§ **Problem details**
Pick up the passage on data governance and continuous improvement after its last sentence and keep writing it in the same technical voice.

§ **Study text**
After improvement activities have been completed, it’s important to monitor the results through feedback. It provides evidence of success, and it also helps improvement teams learn about the processes on which to focus.

Data collected about improvement processes will show symptoms of inefficiencies and waste. The analysis team then carries out root-cause analysis to determine the “levers” that can be adjusted to reduce them.  Assumptions and hypotheses will be tested and validated to find the real forces at play so the appropriate management and operational levers can be adjusted accordingly.

Scaling and Sustaining the Improvement Cycle

Companies that implement a PDCA cycle of continuous improvement realize there will be challenges in scaling and sustaining the program across multiple business areas over time.

Data collection can be tedious, especially if the associated data management activities require significant manual activity. It is common that the data available from operating databases has many problems related to quality, security, confidence, accessibility and overall understanding. These are all roadblocks the will delay the improvement activities.

If data isn’t readily available, accessible, trusted or understandable, the analysis and improvement teams can’t do their jobs effectively. This will lead to a slowdown in momentum or cause companies to abandon the improvement approach altogether.  The necessary data to drive the improvement cycle must be in an “asset class” form to sustain the improvement cycle.

Scaling the PDCA cycle involves multiple teams working in different business areas to broaden the reach of the improvement activities. Processes for finance, human resources, operations, sales, supply chain, customer service and IT may all be under analysis and evaluation.

The path to operational excellence is based on the ability to scale and sustain continuous improvement.

How Data Governance Supports the Improvement Cycle

Consider a utility company that operates a physical network delivering energy to customers. The executive team wants to reduce the time it takes for newly constructed assets to go online and reap the financial benefits of commissioning them for service more quickly.

The business improvement team starts gathering performance data from previous construction projects to determine potential areas of improvement.

They soon realize a new work management system was implemented, and the conversion of historical construction data was deemed as “non-critical” to keep the project on schedule and in budget.

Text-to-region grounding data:
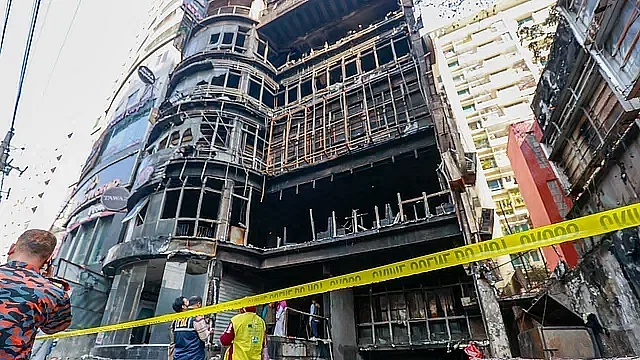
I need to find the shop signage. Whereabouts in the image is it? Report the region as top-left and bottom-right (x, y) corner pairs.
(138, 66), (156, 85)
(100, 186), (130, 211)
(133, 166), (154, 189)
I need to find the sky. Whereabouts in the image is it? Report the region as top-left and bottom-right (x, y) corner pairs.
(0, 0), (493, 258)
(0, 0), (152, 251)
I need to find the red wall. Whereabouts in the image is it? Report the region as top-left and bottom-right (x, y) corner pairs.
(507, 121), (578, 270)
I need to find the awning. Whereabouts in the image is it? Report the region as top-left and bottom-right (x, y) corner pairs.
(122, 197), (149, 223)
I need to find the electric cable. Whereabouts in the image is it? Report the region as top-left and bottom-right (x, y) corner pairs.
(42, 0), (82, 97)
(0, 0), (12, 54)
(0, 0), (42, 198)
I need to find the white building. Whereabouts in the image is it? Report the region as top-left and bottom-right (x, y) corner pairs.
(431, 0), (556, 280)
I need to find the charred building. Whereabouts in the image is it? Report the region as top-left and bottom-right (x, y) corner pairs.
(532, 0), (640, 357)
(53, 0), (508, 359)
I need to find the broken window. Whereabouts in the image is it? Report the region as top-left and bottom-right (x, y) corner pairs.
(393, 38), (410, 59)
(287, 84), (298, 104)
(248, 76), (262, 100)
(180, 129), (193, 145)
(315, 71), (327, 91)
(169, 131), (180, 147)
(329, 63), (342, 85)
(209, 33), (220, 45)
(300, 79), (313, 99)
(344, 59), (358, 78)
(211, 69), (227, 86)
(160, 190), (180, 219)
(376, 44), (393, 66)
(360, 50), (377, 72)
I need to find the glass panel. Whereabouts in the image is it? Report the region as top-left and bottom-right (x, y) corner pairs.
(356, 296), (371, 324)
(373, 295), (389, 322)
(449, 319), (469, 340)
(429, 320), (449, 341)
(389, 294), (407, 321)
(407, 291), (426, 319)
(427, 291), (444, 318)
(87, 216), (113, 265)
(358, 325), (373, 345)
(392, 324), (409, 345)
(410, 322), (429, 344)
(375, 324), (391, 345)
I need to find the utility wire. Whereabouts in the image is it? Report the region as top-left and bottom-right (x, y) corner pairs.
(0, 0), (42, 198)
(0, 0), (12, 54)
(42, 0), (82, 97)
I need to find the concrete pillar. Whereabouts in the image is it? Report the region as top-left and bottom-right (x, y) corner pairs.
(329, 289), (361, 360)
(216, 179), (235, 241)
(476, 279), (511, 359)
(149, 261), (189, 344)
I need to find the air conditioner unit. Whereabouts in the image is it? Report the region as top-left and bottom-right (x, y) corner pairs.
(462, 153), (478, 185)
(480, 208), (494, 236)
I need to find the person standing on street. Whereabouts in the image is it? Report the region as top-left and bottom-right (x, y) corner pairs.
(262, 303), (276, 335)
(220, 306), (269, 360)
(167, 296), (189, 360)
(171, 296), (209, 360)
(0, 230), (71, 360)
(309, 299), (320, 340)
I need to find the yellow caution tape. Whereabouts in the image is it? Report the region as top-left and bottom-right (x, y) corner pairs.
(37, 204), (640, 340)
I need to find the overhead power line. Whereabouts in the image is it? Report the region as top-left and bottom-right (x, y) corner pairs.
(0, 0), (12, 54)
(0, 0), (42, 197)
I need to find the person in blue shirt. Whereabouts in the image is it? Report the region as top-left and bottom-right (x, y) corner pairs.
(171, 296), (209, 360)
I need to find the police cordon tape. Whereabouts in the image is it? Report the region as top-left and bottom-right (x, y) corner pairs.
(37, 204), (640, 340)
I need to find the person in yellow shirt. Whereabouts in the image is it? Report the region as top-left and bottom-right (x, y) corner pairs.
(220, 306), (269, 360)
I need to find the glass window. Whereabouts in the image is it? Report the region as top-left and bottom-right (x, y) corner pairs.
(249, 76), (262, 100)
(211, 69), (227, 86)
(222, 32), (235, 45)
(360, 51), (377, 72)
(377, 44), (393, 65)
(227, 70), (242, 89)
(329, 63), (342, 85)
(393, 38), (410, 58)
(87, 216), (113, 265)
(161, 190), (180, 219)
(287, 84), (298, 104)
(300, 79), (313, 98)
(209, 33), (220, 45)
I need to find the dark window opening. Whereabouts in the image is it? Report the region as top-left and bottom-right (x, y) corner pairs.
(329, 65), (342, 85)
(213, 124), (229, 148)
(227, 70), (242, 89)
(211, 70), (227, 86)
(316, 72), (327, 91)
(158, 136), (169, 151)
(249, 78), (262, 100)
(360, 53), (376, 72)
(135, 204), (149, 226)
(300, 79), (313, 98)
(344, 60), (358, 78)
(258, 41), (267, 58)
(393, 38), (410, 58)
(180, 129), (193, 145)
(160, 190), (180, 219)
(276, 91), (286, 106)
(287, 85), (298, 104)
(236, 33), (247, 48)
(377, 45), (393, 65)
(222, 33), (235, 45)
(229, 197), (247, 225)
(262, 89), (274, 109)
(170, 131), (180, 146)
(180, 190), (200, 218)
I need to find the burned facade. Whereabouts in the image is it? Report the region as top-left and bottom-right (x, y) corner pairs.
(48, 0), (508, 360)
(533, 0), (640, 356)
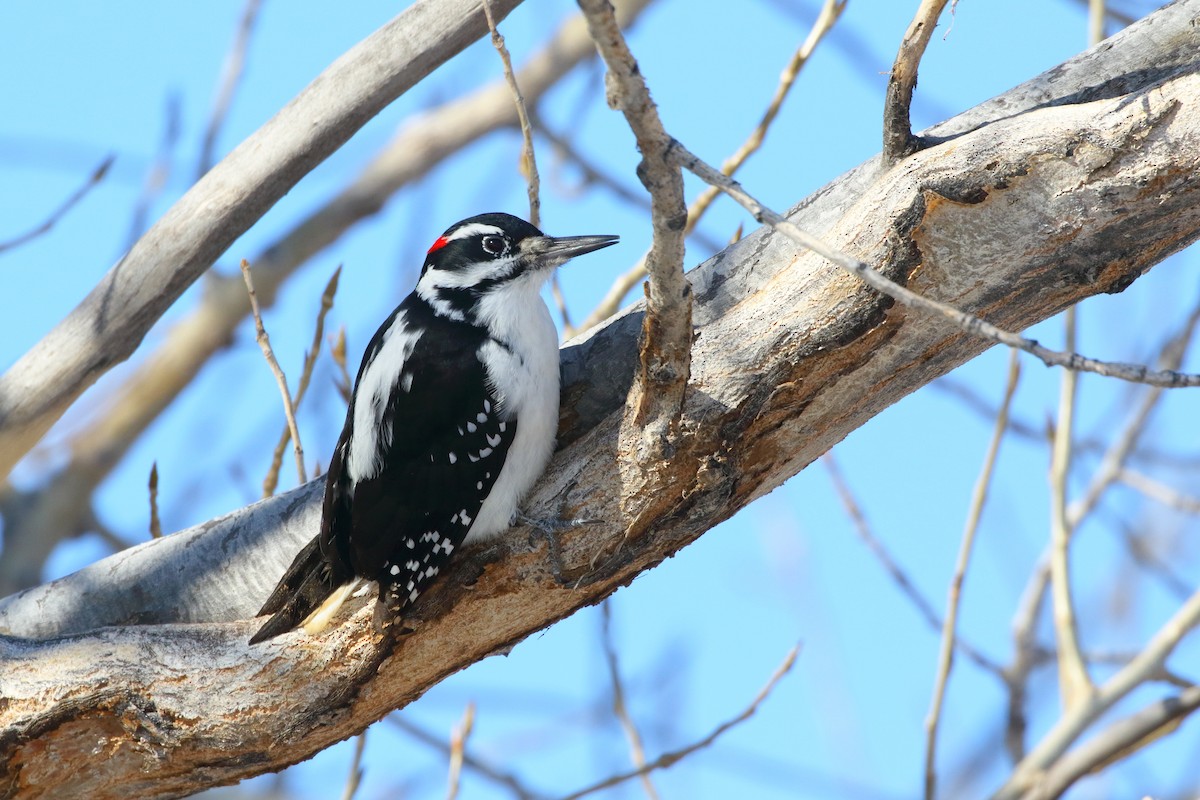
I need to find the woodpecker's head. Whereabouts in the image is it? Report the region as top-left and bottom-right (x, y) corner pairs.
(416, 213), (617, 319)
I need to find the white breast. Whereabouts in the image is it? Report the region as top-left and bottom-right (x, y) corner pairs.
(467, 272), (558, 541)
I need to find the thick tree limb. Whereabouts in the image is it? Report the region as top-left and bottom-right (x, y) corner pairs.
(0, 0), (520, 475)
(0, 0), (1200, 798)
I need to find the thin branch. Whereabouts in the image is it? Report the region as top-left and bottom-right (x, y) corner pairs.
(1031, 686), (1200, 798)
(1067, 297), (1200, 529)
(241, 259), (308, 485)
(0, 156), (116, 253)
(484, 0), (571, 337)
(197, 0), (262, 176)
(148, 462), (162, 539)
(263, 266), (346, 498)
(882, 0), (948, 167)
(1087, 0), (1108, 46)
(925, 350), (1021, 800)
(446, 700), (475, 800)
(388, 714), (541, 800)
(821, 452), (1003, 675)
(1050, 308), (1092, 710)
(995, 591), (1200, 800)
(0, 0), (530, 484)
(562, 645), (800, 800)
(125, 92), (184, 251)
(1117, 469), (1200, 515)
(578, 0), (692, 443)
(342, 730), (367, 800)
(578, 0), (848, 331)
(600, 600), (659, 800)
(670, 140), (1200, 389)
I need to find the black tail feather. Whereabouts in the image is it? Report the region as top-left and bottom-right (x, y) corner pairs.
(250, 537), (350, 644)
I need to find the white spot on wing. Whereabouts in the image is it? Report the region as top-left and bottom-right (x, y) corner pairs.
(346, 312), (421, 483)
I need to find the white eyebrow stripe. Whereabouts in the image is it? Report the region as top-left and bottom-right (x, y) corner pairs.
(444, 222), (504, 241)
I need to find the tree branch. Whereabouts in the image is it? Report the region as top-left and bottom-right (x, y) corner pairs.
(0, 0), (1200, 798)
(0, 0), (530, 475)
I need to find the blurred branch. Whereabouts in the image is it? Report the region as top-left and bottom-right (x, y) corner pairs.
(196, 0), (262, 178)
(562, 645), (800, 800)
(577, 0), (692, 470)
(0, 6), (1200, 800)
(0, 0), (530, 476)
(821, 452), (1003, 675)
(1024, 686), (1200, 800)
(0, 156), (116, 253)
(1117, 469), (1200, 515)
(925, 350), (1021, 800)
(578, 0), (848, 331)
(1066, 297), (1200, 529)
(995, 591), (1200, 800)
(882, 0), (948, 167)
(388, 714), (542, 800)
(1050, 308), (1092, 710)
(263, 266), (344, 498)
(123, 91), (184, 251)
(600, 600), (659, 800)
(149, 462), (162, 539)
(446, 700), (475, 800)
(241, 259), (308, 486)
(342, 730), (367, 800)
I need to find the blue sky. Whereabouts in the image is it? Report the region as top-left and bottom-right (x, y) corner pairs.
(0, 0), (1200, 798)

§ **Answer below**
The implementation team didn’t view the historical construction data as valuable from an operational perspective, so they archived it rather than covert it to the new system. This decision was made within the context of a “local” project without considering the larger analytics needs of the company.

Unfortunately, data governance was not understood or in place at this utility. If it were, the historical construction data would have been cleansed and converted as part of the new work management system’s deployment. This company failed to recognize this data as an asset with downstream analytics applications.

In this example, the decision not to convert historical data was based on managing cost at the project level. A data investment was not considered. But well-governed data is a true asset. Quality, accessibility, timeliness and understandability are fundamental to the productivity and sustainability of continuous improvement processes.

If your company is implementing any form of program to improve results, such as specialized management systems, balanced scorecards, lean management concepts, Six-Sigma or total quality management, data governance sits is at the core of long-term, sustainable success.

Improvement programs require motivation, energy and commitment at all levels of the organization. To maintain momentum, governed data assets are the key enabler, making it easier and faster to detect and diagnose problems, improve processes and validate results. There’s a direct link between the quality of improvement programs and the data assets that power them.